[[ Recorded information open ]]

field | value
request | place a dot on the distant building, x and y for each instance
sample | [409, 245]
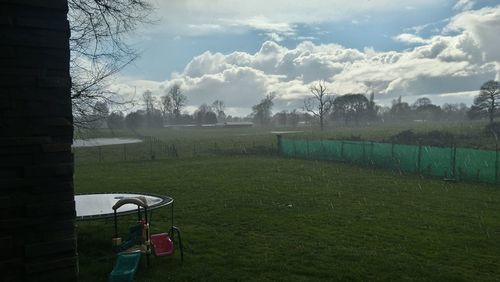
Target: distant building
[238, 124]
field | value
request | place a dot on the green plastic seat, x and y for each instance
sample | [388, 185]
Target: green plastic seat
[125, 267]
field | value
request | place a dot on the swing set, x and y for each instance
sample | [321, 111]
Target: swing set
[140, 240]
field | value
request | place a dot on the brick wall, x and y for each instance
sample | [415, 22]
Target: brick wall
[37, 235]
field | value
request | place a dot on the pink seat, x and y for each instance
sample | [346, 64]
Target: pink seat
[162, 244]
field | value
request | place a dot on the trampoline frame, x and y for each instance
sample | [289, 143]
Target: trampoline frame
[166, 201]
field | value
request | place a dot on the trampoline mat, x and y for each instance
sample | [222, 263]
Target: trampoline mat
[99, 205]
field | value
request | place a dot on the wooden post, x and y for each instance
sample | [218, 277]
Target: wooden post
[419, 157]
[280, 144]
[38, 240]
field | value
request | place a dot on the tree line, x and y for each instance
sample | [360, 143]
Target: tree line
[320, 108]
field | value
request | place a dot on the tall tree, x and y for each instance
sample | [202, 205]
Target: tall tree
[320, 103]
[99, 49]
[351, 107]
[400, 109]
[261, 112]
[218, 107]
[178, 101]
[487, 101]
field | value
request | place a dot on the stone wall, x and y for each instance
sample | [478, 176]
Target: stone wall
[37, 233]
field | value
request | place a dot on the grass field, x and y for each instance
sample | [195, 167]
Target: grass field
[265, 218]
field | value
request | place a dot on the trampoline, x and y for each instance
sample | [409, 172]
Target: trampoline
[92, 206]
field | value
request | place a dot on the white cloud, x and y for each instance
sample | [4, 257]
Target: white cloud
[484, 26]
[410, 39]
[189, 17]
[457, 61]
[464, 5]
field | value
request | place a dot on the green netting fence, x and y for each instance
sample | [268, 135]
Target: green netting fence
[449, 163]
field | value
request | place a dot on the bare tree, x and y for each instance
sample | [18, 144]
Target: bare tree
[178, 100]
[218, 107]
[320, 103]
[99, 49]
[488, 100]
[166, 107]
[261, 112]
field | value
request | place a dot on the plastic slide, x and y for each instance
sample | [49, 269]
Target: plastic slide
[125, 267]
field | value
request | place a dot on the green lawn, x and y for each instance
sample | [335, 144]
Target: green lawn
[268, 218]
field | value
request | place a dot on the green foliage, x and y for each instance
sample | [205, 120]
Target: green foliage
[274, 219]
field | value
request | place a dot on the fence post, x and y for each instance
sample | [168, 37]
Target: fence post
[342, 150]
[307, 148]
[151, 148]
[496, 160]
[280, 144]
[364, 153]
[419, 158]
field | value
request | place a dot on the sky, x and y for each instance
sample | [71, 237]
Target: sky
[240, 51]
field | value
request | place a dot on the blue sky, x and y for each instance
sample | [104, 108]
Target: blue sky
[335, 40]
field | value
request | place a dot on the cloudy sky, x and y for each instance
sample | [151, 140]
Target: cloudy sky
[238, 51]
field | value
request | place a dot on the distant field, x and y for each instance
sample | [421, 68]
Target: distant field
[273, 219]
[195, 142]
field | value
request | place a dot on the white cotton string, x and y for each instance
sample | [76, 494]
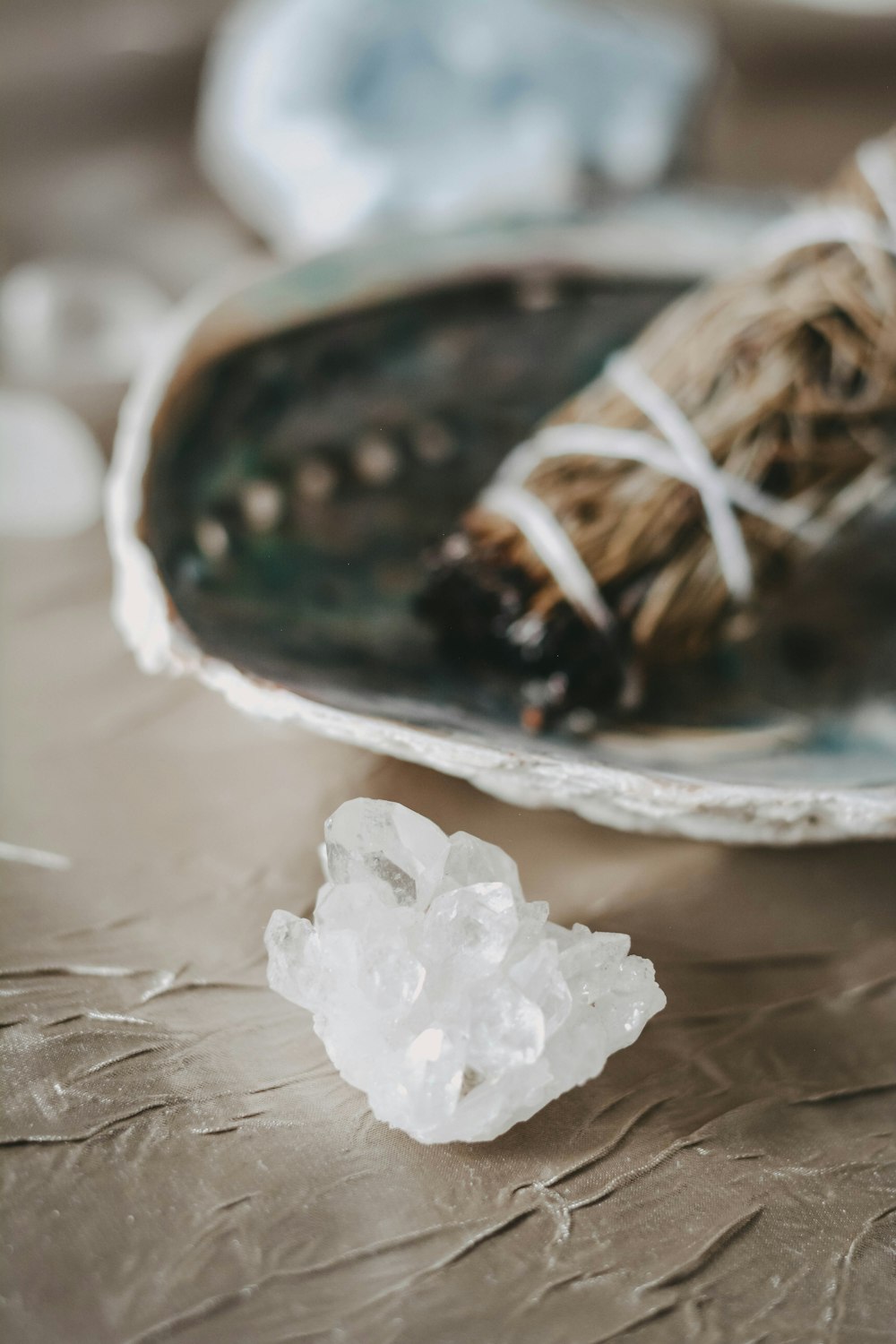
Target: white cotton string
[681, 453]
[552, 546]
[734, 559]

[[ Recorded information closed ]]

Problem requirements — Produce an exact copy of the lines from the line with "Target: cloudy sky" through the last line of the data above, both ends included. No pictures belong in it.

Response to the exercise —
Target: cloudy sky
[238, 51]
field | value
request | place a dot on the distant field, x and y for each instance
sample | [421, 68]
Target: distant field
[273, 219]
[195, 142]
field | value
request | place a dot on the white cotton string, x and y for each instance
sample | [76, 494]
Target: white cotton string
[681, 453]
[552, 546]
[734, 559]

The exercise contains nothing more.